Challenge
Count the lines in the records below that contain the string "blue", treating uppercase and lowercase letters as different, and reply with that number alone.

# Start of Data for this task

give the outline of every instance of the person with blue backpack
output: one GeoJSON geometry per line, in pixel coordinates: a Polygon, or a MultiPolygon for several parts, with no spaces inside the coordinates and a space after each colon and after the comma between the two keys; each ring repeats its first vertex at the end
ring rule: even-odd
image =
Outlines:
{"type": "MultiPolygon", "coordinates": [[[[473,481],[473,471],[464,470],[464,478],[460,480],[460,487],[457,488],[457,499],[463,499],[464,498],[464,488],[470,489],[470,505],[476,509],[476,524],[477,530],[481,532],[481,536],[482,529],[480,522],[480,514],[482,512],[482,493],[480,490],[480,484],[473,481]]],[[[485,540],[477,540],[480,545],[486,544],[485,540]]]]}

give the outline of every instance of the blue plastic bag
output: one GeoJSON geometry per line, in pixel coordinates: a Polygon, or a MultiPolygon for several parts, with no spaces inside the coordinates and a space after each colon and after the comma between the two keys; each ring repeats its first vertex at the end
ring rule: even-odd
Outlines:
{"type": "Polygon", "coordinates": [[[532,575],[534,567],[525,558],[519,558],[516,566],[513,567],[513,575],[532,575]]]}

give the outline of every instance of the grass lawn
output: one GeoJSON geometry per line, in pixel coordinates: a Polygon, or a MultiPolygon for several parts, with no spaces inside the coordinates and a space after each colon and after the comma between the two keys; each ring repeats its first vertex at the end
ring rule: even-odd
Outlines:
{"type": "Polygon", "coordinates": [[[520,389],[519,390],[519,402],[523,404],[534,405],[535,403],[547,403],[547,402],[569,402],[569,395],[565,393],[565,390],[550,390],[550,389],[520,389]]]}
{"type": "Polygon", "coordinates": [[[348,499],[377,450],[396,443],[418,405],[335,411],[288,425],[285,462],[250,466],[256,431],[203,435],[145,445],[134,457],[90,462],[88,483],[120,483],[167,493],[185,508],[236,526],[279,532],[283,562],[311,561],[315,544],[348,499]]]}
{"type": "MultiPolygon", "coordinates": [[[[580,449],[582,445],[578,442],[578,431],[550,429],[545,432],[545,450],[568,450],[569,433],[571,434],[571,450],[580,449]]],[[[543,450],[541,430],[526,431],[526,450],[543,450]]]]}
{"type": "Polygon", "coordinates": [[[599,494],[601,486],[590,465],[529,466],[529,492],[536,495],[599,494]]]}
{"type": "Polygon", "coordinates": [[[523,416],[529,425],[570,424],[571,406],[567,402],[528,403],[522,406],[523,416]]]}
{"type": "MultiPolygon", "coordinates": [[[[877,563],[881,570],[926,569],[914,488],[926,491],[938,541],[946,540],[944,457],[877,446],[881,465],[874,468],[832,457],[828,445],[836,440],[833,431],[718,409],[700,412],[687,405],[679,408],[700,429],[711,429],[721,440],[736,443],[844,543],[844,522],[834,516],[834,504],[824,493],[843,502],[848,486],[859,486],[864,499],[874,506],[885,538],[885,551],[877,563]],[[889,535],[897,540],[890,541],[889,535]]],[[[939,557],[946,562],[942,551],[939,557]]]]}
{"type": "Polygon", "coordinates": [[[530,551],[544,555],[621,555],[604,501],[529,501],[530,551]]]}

# End of Data for this task

Answer to this exercise
2